*Exercise*:
Can you copy out the entries starting with the line that contains "Expected: a point placed on each instance of the rocky" and going on through the last line of the entries, requests included, and shift every point coordinate by adding 133 to each number?
---------------
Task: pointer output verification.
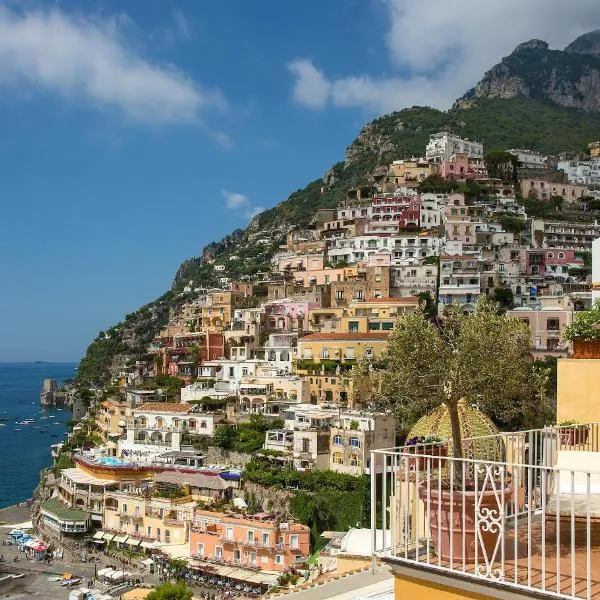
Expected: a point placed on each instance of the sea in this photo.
(25, 449)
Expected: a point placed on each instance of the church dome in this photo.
(473, 424)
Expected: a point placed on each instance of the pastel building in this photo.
(257, 541)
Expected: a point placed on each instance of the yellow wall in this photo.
(578, 390)
(407, 587)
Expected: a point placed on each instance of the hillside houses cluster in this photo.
(282, 345)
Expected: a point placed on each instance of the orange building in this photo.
(248, 541)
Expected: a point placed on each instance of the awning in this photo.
(133, 542)
(120, 539)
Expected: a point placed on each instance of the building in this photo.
(543, 190)
(564, 235)
(146, 514)
(584, 172)
(460, 281)
(159, 426)
(528, 159)
(407, 173)
(442, 146)
(553, 264)
(249, 541)
(547, 326)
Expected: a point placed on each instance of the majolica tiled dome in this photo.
(473, 424)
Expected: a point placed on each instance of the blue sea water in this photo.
(24, 453)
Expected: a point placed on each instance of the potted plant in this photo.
(453, 361)
(584, 333)
(426, 449)
(573, 434)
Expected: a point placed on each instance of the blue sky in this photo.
(132, 134)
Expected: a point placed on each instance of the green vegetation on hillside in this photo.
(500, 124)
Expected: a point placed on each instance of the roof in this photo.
(55, 507)
(371, 335)
(197, 480)
(174, 407)
(401, 300)
(78, 476)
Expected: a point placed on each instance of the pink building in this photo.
(461, 166)
(404, 211)
(552, 262)
(288, 315)
(254, 541)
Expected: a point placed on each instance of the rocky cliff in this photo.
(569, 78)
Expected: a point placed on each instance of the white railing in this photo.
(523, 511)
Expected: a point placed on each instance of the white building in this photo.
(595, 270)
(581, 171)
(442, 146)
(528, 159)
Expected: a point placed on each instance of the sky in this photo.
(134, 133)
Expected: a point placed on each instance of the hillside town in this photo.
(249, 400)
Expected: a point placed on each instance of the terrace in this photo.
(519, 517)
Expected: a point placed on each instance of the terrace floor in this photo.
(566, 576)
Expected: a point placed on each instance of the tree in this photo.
(483, 357)
(170, 591)
(225, 437)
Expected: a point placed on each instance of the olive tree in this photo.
(483, 357)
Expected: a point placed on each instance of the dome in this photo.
(473, 424)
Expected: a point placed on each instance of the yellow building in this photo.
(140, 514)
(326, 359)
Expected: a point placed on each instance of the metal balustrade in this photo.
(521, 510)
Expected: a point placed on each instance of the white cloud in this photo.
(311, 88)
(234, 200)
(86, 60)
(240, 204)
(441, 50)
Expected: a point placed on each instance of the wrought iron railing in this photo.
(522, 510)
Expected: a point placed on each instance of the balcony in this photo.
(522, 516)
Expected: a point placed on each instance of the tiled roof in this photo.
(175, 407)
(402, 300)
(371, 335)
---------------
*Result for this task*:
Expected: a point placed on each instance of the rocky cliff in this photo.
(702, 211)
Expected: a point placed on each instance of the white railing in this photo.
(656, 644)
Expected: a point placed on each instance of the white building in this photo.
(728, 403)
(714, 304)
(575, 279)
(661, 292)
Expected: a point placed on each instance of the sky in this photo.
(267, 266)
Expected: a point placed on each instance of the hillside town in this photo.
(382, 533)
Expected: a point placed on each instance of the terrace in this photo.
(652, 650)
Expected: a point placed on each instance of the terrace floor in this photo.
(699, 709)
Expected: a point placed on each instance of the tree in this photo.
(616, 490)
(303, 724)
(358, 570)
Expected: a point placed on each instance of the olive tree in this photo.
(616, 490)
Expected: a point placed on each instance of the dome in this photo.
(606, 557)
Expected: a point placed on each instance of the yellow building in this photo.
(273, 647)
(459, 492)
Expected: a point placed on each instance of the metal balustrade in this photo.
(654, 643)
Expected: a point placed on each instance of the white cloud in this photo.
(444, 221)
(367, 333)
(219, 193)
(373, 337)
(574, 183)
Expected: a point placed on each instance of the wrought iron railing in this photo.
(655, 643)
Expected: a point placed on each instance of the balcony in this photo.
(655, 649)
Expected: a point placed on each instance of the tiled roof in this photo.
(308, 540)
(535, 433)
(504, 468)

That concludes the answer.